───── MATERIAL TO PROCESS

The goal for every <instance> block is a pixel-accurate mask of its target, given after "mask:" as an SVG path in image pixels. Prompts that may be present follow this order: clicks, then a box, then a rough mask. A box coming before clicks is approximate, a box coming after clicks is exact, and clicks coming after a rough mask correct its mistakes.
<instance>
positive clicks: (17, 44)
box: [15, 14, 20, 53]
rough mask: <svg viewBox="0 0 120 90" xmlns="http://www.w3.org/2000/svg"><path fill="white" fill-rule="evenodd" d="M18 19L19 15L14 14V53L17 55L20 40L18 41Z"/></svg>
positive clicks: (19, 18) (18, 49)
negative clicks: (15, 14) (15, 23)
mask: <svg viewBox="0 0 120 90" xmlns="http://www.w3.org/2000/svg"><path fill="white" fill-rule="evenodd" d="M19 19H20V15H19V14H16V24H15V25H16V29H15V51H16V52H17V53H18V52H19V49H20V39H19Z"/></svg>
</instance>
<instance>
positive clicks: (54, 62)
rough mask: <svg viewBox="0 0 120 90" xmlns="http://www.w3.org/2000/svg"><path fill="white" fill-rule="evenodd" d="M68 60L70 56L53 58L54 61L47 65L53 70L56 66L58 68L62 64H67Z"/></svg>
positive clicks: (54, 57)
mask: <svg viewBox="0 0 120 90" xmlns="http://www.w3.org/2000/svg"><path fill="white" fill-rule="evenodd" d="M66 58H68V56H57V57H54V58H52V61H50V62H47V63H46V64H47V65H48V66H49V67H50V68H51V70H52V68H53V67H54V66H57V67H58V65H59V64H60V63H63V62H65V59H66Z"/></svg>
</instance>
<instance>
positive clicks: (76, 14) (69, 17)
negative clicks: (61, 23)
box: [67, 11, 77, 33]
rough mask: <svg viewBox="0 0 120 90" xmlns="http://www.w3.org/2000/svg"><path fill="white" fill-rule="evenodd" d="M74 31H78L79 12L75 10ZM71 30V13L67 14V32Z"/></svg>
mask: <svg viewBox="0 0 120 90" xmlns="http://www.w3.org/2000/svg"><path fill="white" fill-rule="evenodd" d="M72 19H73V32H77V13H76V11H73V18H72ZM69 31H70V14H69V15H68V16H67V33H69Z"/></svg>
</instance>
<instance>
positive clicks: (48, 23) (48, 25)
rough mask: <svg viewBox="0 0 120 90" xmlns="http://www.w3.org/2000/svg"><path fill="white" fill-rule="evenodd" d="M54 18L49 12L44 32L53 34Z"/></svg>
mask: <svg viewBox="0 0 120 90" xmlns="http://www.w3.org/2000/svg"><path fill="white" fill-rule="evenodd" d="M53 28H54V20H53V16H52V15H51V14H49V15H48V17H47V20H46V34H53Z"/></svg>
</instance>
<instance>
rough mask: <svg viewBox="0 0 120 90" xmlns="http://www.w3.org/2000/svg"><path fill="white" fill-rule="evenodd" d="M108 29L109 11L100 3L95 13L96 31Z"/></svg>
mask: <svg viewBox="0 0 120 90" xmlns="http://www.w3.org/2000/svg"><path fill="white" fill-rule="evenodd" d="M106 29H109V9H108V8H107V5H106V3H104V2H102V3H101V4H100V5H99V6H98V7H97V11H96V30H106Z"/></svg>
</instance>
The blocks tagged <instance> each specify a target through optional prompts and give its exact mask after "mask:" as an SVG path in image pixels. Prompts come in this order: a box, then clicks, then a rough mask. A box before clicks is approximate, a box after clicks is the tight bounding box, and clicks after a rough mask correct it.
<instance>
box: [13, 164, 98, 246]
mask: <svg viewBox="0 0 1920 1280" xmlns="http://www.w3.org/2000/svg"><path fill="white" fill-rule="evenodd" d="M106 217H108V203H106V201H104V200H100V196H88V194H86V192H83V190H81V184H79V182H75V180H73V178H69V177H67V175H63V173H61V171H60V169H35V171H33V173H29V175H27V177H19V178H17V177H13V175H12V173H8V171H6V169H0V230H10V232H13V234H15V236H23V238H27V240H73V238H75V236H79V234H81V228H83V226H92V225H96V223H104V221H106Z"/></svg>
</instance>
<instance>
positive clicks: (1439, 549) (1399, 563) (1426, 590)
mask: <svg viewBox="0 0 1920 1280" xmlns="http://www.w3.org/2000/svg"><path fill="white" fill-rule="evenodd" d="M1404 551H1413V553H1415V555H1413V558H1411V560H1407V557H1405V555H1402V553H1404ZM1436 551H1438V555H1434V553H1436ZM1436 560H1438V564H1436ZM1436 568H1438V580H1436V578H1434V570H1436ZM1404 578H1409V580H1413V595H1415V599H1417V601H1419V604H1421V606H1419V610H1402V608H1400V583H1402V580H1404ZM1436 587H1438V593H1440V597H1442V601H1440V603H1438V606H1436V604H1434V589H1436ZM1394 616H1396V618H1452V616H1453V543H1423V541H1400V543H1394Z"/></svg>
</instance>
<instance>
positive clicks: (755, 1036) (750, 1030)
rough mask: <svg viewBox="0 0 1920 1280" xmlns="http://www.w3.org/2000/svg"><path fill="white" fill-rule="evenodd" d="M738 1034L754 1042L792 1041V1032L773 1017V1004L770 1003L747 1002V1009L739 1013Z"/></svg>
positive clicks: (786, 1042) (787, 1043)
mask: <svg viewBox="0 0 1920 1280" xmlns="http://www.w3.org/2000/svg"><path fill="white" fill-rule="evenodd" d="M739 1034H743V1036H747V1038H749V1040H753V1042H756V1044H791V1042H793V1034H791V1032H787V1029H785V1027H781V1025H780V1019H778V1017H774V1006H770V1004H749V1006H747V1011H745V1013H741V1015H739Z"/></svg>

──────────

PROBLEM TO SOLVE ▸
Repeat the data. Every word must match.

RESPONSE ▸
The goal for every <instance> block is a pixel-accurate mask of its target, given after "mask:" as an SVG path in image pixels. Prompts that may be present follow this order: clicks, then a box, then a rough mask. A box coming before clicks is approximate, a box coming after clicks is exact, and clicks coming after a rough mask correct its mistakes.
<instance>
positive clicks: (17, 44)
box: [15, 14, 20, 53]
rough mask: <svg viewBox="0 0 120 90" xmlns="http://www.w3.org/2000/svg"><path fill="white" fill-rule="evenodd" d="M18 19L19 15L14 14V53L17 55L20 40L18 41Z"/></svg>
positive clicks: (19, 18) (18, 49)
negative clicks: (15, 14) (15, 23)
mask: <svg viewBox="0 0 120 90" xmlns="http://www.w3.org/2000/svg"><path fill="white" fill-rule="evenodd" d="M19 19H20V15H19V14H16V24H15V25H16V29H15V51H16V52H17V53H18V52H19V49H20V39H19Z"/></svg>
</instance>
<instance>
positive clicks: (54, 62)
rough mask: <svg viewBox="0 0 120 90" xmlns="http://www.w3.org/2000/svg"><path fill="white" fill-rule="evenodd" d="M68 60L70 56L53 58L54 61L47 65L53 70L56 66L58 68L62 64H67Z"/></svg>
positive clicks: (54, 57)
mask: <svg viewBox="0 0 120 90" xmlns="http://www.w3.org/2000/svg"><path fill="white" fill-rule="evenodd" d="M66 58H68V56H57V57H54V58H52V61H50V62H47V63H46V64H47V65H48V66H49V67H50V68H51V70H52V68H53V67H54V66H57V67H58V65H59V64H60V63H63V62H65V59H66Z"/></svg>
</instance>
<instance>
positive clicks: (76, 14) (69, 17)
negative clicks: (61, 23)
box: [67, 11, 77, 33]
rough mask: <svg viewBox="0 0 120 90" xmlns="http://www.w3.org/2000/svg"><path fill="white" fill-rule="evenodd" d="M74 31H78L79 12L75 10ZM71 30V13L67 14V32Z"/></svg>
mask: <svg viewBox="0 0 120 90" xmlns="http://www.w3.org/2000/svg"><path fill="white" fill-rule="evenodd" d="M72 19H73V32H77V13H76V11H73V18H72ZM69 31H70V14H69V15H68V16H67V33H69Z"/></svg>
</instance>
<instance>
positive clicks: (48, 23) (48, 25)
rough mask: <svg viewBox="0 0 120 90" xmlns="http://www.w3.org/2000/svg"><path fill="white" fill-rule="evenodd" d="M54 18L49 12L44 32L53 34Z"/></svg>
mask: <svg viewBox="0 0 120 90" xmlns="http://www.w3.org/2000/svg"><path fill="white" fill-rule="evenodd" d="M53 28H54V20H53V16H52V15H51V14H49V15H48V17H47V20H46V34H53Z"/></svg>
</instance>
<instance>
rough mask: <svg viewBox="0 0 120 90" xmlns="http://www.w3.org/2000/svg"><path fill="white" fill-rule="evenodd" d="M108 29L109 11L100 3L95 13L96 31Z"/></svg>
mask: <svg viewBox="0 0 120 90" xmlns="http://www.w3.org/2000/svg"><path fill="white" fill-rule="evenodd" d="M106 29H109V9H108V8H107V5H106V3H104V2H102V3H101V4H100V5H99V6H98V7H97V11H96V30H106Z"/></svg>
</instance>
The blocks tagged <instance> each specify a target through optional prompts and give its exact mask after "mask:" as an SVG path in image pixels. Prompts come in this order: a box, then clicks, then a rough mask. A box before clicks is approximate, a box after clicks is the tight bounding box, and clicks after a rough mask correct it.
<instance>
box: [13, 164, 98, 246]
mask: <svg viewBox="0 0 1920 1280" xmlns="http://www.w3.org/2000/svg"><path fill="white" fill-rule="evenodd" d="M106 217H108V203H106V201H104V200H100V196H88V194H86V192H83V190H81V184H79V182H75V180H73V178H69V177H67V175H63V173H61V171H60V169H35V171H33V173H29V175H27V177H19V178H17V177H13V175H12V173H8V171H6V169H0V230H10V232H13V234H15V236H23V238H27V240H73V238H75V236H79V234H81V228H83V226H92V225H96V223H104V221H106Z"/></svg>
</instance>
<instance>
positive clicks: (1439, 549) (1399, 563) (1426, 590)
mask: <svg viewBox="0 0 1920 1280" xmlns="http://www.w3.org/2000/svg"><path fill="white" fill-rule="evenodd" d="M1404 551H1413V553H1415V555H1413V558H1411V560H1407V557H1405V555H1402V553H1404ZM1436 551H1438V555H1434V553H1436ZM1436 560H1438V564H1436ZM1436 568H1438V580H1436V578H1434V570H1436ZM1404 578H1409V580H1413V595H1415V599H1417V601H1419V604H1421V606H1419V610H1402V608H1400V583H1402V580H1404ZM1436 587H1438V593H1440V597H1442V601H1440V603H1438V606H1436V604H1434V589H1436ZM1394 616H1396V618H1452V616H1453V543H1423V541H1400V543H1394Z"/></svg>
</instance>
<instance>
positive clicks: (755, 1036) (750, 1030)
rough mask: <svg viewBox="0 0 1920 1280" xmlns="http://www.w3.org/2000/svg"><path fill="white" fill-rule="evenodd" d="M738 1034L754 1042L792 1041V1032L773 1017V1004L770 1003L747 1002V1009L739 1013Z"/></svg>
positive clicks: (786, 1042) (787, 1043)
mask: <svg viewBox="0 0 1920 1280" xmlns="http://www.w3.org/2000/svg"><path fill="white" fill-rule="evenodd" d="M739 1034H743V1036H747V1038H749V1040H753V1042H756V1044H791V1042H793V1034H791V1032H787V1029H785V1027H781V1025H780V1019H778V1017H774V1006H770V1004H749V1006H747V1011H745V1013H741V1015H739Z"/></svg>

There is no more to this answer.